読書日記

『あとを継ぐひと』 <旧>読書日記1565 

2024年03月13日 ナビトモブログ記事
テーマ:<旧>読書日記


田中兆子『あとを継ぐひと』光文社(図書館)

働き方、暮らし方、生き方に惑う現代人に贈る、6つの“あと継ぎ”物語。という内容案内と、題名からは「家業を継ぐ」ということをテーマにした小説かと思うが、読んで見ると微妙に違う。

本書とは無関係だが、世界で一番古い企業はどこの国の何という企業であるかを知っているだろうか?その会社設立はなんと578年であるから今年(2021年)まで1443年続いている。

答えは我が国にある「金剛組」という建築会社、正確に言うと<寺社建築の設計・施工・文化財建造物の復元、修理>を専門に行う会社である。設立から2006年までは金剛家による同族経営体制で続いて来たが、現在では株式会社化(2005年)して新体制で続いて居る。ここまで長く家業が続くというのは想像を絶する。

さて、本書は以下の6編からなる。
「跡継ぎのいない理容店」…この話は残念ながら息子が家を継ぐという話では無い。オサダ哲治は昨年、理容店を閉めた。息子の誠は相撲取りを目指していたが怪我をして諦め今は介護職員として働いている。哲治は妻の真由美と離婚して一人で誠を育ててきたが、誠に母親がいなくて辛かったろうという屈託がある。癌の疑いで検査入院することになった哲治は誠に手紙を書き、妻の居所を教える。

「女社長の結婚」…下町の駄菓子工場の女社長・花村万純(30)は、新事業もうまくいかず、恋人もおらず、愚痴を言えるのは幼なじみのマイナーサッカー選手の若林翔太(28)だけ。母から結婚を急かされるなか、翔太からプロポーズをされる。

「わが社のマニュアル」…障碍者を多く雇用する会社に中途入社した翼(25)。同じ部署の障碍をもつ伊藤さんとどうコミュニケーションを取ってよいかわからず、マニュアルが欲しかった。しかし、40年間障碍者を雇用し続けてきた会社に慣れてくると、おのずと「人間同士の交わりにマニュアルはない」ということが判ってきた。

* [課題] 『あとを継ぐひと』の読書日記を、最後の文のあとから書き継ぐこと。

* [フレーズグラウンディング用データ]
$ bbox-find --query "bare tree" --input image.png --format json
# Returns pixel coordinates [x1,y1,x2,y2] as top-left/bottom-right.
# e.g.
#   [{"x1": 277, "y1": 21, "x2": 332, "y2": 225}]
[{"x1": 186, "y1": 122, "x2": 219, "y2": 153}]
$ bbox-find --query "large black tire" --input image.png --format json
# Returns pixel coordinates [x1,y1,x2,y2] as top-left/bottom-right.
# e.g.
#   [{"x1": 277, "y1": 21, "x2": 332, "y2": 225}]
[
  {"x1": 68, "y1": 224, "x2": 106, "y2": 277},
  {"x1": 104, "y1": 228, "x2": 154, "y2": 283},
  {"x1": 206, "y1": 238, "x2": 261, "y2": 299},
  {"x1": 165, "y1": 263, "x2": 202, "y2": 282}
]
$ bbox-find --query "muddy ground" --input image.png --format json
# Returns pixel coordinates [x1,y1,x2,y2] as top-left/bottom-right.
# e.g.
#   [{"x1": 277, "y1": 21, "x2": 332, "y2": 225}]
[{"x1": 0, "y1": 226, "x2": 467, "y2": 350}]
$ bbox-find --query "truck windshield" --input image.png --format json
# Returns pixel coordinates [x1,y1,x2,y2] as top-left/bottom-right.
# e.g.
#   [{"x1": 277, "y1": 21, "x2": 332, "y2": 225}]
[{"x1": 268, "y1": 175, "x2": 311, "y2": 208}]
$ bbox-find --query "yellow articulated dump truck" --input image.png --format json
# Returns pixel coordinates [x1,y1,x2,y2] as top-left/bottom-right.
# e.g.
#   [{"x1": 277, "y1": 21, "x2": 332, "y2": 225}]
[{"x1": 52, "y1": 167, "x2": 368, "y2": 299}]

* [想定解答]
「親子三代」…祐弥は酪農業を営む農家の長男であるが、在京のテレビ局に就職し、現在はその系列会社の部長として働いている。実家は78歳の父・広紀が経営者であり、母・朋子(72歳)と元酪農家の遠藤さん(64歳)が中心となっておよそ60頭の牛を飼育しているが、そろそろ限界である。しかし、祐弥は後を継ごうとは一瞬たりとも考えていないし、サラリーマンであった自分が簡単に転身できるとも思っていない。息子の傭平(23歳)は現在大学4年生であるが就職活動はうまくいっていないようだ。就職浪人を決めた傭平は年末年始を実家で過ごし、酪農業を継ぐと言い出した。それは就職からの逃げでは無いのかと祐弥と妻の綾乃は考えてしまうが・・

「若女将になりたい!」…トランスジェンダー(MtF)の範之(27)は、実家の老舗旅館に戻って仲居の修業中。しかし女性の格好をする範之を、母である女将がなかなか認めてくれない。それでも一応、裏方として働くことは認めてもらえたが、女将がマルチタスク制を導入してから職場の雰囲気が悪くなっていく。範之は女性従業員たちと共闘してマルチタスク制に一穴を投じる。

「サラリーマンの父と娘」…山田健一は娘の美咲がまっすぐ家にかえらないことにある日気づき、母親つまり妻の文子に聞いてみるが妻はなんとも思っていないようだ。直接コミュニケーションをとろうと日本ハムファイターズの試合見物に誘うが、球場に行くと健一は美咲は仲間と一緒に応援を始めその熱狂ぶりに驚く。やがて、健一も女子会の一員となって熱心なファンとなっていく。

家業を継ぐというよりは「思い」を受け継いでいくという感じであった。